Study text =>
>>

By the Portugal Country Team IMF European Department
After a deep pandemic-induced recession, the Portuguese economy gained ground in 2021 and GDP surpassed its pre-pandemic level in the first quarter of 2022. The recovery was driven by strong domestic demand and a bounce back in tourism from the second half of 2021, aided by one of the world’s highest vaccination rates. Wide-ranging policy support helped to sustain employment and income growth and to maintain financial stability.
While growth in the first quarter of 2022 was among the highest in the euro area, the war in Ukraine will be a drag on the economy in 2022-23. Portugal’s direct links to Russia and Ukraine are limited, but activity is likely to be hit by increasing commodity prices, longer-lasting supply disruptions, souring confidence, and lower world demand for Portugal’s exports. Surging food and energy prices have already contributed to the strongest inflationary pressures for over a decade. Inflation will remain high this year but should start to fall back next year.
Amid exceptional uncertainty, policies need to balance short-term priorities with medium-term objectives for durable growth and resilience. After providing timely and comprehensive pandemic support, the fiscal deficit narrowed significantly in 2021, and is set to improve further this year despite policy measures to alleviate the economic effects of high energy prices.
More fiscal support – targeted to vulnerable households and the most affected but still viable businesses – may be required if severe downside risks materialize. Conversely, there will be scope for savings if the economy performs better than expected. Assuming continued economic recovery, fiscal consolidation needs to resume from 2023 to rebuild fiscal space, make room for much-needed public investment, and alleviate risks from high public debt.
Although the banking system has held up well, continued monitoring of credit quality is needed, including in light of risks from rising house prices and tightening financial conditions. Efforts to further strengthen bank capital buffers are also essential.

<<

Required work =>
**A)** According to the text on Portugal's economy, in which period did GDP surpass its pre-pandemic level?
**B)** Carry on the text on Portugal's economy from its final sentence.

(Stored items)
>>

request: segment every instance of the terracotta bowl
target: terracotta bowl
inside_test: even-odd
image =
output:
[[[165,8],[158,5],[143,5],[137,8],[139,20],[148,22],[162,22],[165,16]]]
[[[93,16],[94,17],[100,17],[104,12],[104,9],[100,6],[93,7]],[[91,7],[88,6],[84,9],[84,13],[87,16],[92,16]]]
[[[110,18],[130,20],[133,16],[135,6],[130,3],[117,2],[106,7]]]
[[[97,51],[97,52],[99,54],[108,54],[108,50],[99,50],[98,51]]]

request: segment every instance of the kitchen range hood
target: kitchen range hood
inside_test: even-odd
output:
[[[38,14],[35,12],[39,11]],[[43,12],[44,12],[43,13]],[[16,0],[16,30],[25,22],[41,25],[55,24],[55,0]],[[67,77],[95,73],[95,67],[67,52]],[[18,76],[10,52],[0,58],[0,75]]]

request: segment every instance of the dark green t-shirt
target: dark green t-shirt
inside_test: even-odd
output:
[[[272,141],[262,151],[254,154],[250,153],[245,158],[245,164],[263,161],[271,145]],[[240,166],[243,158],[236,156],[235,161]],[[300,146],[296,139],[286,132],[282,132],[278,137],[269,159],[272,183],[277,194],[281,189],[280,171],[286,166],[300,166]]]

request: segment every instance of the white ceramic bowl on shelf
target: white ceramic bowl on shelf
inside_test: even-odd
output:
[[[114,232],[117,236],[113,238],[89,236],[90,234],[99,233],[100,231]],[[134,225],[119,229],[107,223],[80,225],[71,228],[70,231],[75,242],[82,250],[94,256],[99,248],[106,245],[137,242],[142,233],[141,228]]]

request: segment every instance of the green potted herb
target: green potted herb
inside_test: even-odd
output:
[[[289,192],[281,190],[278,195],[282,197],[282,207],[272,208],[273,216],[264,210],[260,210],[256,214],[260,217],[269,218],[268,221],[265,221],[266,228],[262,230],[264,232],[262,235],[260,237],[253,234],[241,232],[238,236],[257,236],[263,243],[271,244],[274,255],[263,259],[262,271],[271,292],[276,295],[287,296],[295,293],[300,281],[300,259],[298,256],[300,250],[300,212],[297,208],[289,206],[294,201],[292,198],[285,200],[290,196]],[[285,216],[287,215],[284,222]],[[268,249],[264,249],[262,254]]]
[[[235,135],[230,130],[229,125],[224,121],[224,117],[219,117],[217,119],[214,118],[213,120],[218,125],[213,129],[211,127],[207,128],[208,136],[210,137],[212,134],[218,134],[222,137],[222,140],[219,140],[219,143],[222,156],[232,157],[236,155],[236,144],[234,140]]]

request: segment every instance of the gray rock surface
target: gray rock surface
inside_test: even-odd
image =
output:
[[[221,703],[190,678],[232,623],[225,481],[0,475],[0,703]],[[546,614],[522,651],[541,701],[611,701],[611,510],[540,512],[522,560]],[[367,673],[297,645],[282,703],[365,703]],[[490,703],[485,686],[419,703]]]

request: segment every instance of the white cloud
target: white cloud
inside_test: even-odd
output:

<<

Task-by-task outputs =>
**A)** The first quarter of 2022.

**B)**
Structural reforms are key to unlocking Portugal’s growth potential and accelerating income convergence with the rest of the euro area. The National Recovery and Resilience Plan appropriately focuses on Portugal’s longstanding structural needs to improve skills and increase competitiveness, and on other crucial priorities, notably climate and digital transitions.
Reforms to strengthen insolvency regimes will allow businesses that are not viable to wind up smoothly and increase competitiveness. Reforms to reduce differences between permanent high- and temporary low-value jobs, along with improvements to education and training under the Recovery and Resilience Plan, are intended to help workers find jobs in expanding sectors and limit scarring.
Once uncertainty surrounding the energy crisis subsides, further raising the carbon price, combined with continued improvement of energy efficiency and shielding the most vulnerable households from its impact, will be important to achieve Portugal’s ambitious climate targets.
Portugal has made strides in recovering from the pandemic, strengthening economic growth, and improving fiscal and financial health. Continued policy efforts and decisive implementation of the EU-funded ambitious reform agenda provide a unique opportunity to transition to a more competitive, greener economy that can make the most of digital opportunities.